Extract to read:
- Opening Delimiter -

Summer at 16 fell into place so perfectly at the beginning of this story. Sara was no longer using the long stick to move the logs into optimal positioning to keep the fire hot but out of the sheer enjoyment that came from engaging with the fire without parental supervision. The closeness of these girls was set up well with their backstory and created a more powerful story later on. Both of these girls are so incredibly strong in different ways. Cara might seem weak to some but it takes a lot to not cry for help. It may seem stubborn but it's a level of strength few have. Not saying she doesn’t absolutely need help (Anyone in this position does) which creates such a great friend and person in Sara. To get help for your best friend takes a love and commitment that you are willing to fight for. What a truly amazing piece.
Oh to be deserted on a remote planet by yourself with wolf-like creatures! Talk about bad luck. And scary. The story description flowed well as the story went along. You built a strong story through the details that this man was experiencing. The last sentences sent shivers down my spine. They weren’t passing me by – they were coming towards me. That was when I felt the touch on my shoulder. There is something about the unknown things in the dark that is cringe-worthy and you succeeded in just that.

- Closing Delimiter -

Information given:
- Opening Delimiter -

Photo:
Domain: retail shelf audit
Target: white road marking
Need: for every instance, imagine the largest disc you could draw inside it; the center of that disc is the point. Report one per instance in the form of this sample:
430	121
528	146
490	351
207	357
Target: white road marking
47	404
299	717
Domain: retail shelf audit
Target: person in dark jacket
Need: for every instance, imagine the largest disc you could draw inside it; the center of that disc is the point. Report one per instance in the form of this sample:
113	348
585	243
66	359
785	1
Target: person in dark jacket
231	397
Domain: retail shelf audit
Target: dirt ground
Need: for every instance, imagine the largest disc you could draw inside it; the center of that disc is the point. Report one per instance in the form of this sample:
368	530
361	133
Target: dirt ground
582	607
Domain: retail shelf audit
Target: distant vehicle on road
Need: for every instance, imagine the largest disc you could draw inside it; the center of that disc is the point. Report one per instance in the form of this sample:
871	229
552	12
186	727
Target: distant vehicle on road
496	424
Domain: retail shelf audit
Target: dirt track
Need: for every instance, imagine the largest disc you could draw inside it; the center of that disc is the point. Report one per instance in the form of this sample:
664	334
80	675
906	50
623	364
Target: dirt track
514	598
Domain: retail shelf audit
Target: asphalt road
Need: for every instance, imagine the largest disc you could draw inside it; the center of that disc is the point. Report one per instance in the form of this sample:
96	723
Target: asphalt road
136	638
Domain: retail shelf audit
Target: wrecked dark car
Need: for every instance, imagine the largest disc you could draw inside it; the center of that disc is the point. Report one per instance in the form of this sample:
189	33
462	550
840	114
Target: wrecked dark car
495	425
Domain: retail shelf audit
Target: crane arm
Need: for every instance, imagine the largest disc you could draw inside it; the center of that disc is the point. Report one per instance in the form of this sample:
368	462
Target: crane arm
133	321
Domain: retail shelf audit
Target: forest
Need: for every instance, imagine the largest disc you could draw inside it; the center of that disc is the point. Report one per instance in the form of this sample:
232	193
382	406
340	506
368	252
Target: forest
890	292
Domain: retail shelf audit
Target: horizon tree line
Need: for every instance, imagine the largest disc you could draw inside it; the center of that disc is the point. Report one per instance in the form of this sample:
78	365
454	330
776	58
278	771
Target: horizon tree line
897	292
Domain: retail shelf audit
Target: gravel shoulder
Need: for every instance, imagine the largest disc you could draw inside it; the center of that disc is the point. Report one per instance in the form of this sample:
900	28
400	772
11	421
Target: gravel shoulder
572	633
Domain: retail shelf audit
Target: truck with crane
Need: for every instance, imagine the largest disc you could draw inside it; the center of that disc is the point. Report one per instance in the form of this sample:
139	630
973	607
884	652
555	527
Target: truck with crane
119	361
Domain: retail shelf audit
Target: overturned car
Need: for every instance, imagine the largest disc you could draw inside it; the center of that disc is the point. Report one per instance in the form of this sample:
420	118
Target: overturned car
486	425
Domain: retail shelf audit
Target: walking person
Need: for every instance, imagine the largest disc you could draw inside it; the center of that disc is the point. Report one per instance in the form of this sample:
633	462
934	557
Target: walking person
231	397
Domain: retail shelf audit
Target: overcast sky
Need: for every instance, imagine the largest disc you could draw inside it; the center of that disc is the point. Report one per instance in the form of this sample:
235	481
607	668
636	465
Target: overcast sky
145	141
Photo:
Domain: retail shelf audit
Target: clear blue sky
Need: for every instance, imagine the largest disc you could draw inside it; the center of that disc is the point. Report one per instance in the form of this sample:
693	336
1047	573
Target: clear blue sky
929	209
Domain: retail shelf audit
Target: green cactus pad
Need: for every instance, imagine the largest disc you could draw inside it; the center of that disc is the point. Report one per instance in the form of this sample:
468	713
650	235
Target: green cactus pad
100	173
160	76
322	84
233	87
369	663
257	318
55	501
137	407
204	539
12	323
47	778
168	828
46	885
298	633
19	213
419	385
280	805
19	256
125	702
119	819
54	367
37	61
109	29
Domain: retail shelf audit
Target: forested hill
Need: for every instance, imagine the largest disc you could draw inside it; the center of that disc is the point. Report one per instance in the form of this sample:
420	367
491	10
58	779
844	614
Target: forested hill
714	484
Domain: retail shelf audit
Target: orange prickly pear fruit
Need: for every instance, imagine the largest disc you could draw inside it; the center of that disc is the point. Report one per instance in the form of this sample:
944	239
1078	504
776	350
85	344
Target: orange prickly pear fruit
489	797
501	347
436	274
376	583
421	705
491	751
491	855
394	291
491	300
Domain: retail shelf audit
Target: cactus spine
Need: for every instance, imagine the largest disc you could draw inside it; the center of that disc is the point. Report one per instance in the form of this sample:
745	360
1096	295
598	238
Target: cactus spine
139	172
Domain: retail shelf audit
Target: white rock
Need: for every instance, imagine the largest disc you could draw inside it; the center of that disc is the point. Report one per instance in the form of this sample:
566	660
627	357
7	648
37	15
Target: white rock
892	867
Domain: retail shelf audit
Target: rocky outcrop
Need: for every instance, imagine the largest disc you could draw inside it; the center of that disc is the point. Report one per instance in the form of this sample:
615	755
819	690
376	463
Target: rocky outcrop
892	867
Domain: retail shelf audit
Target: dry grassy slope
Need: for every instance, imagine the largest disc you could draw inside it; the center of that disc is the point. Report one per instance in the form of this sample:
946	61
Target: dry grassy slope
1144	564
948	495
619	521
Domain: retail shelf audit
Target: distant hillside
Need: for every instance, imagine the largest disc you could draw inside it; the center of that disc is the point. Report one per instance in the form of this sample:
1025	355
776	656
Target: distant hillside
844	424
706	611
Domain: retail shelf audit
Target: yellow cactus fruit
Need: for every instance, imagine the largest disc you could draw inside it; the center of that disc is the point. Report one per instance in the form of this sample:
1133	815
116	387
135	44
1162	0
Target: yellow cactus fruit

- Closing Delimiter -

Work to be completed:
Transcribe the story reviews word for word, starting with "Oh to be deserted" and going on through "in just that.".

Written reply:
Oh to be deserted on a remote planet by yourself with wolf-like creatures! Talk about bad luck. And scary. The story description flowed well as the story went along. You built a strong story through the details that this man was experiencing. The last sentences sent shivers down my spine. They weren’t passing me by – they were coming towards me. That was when I felt the touch on my shoulder. There is something about the unknown things in the dark that is cringe-worthy and you succeeded in just that.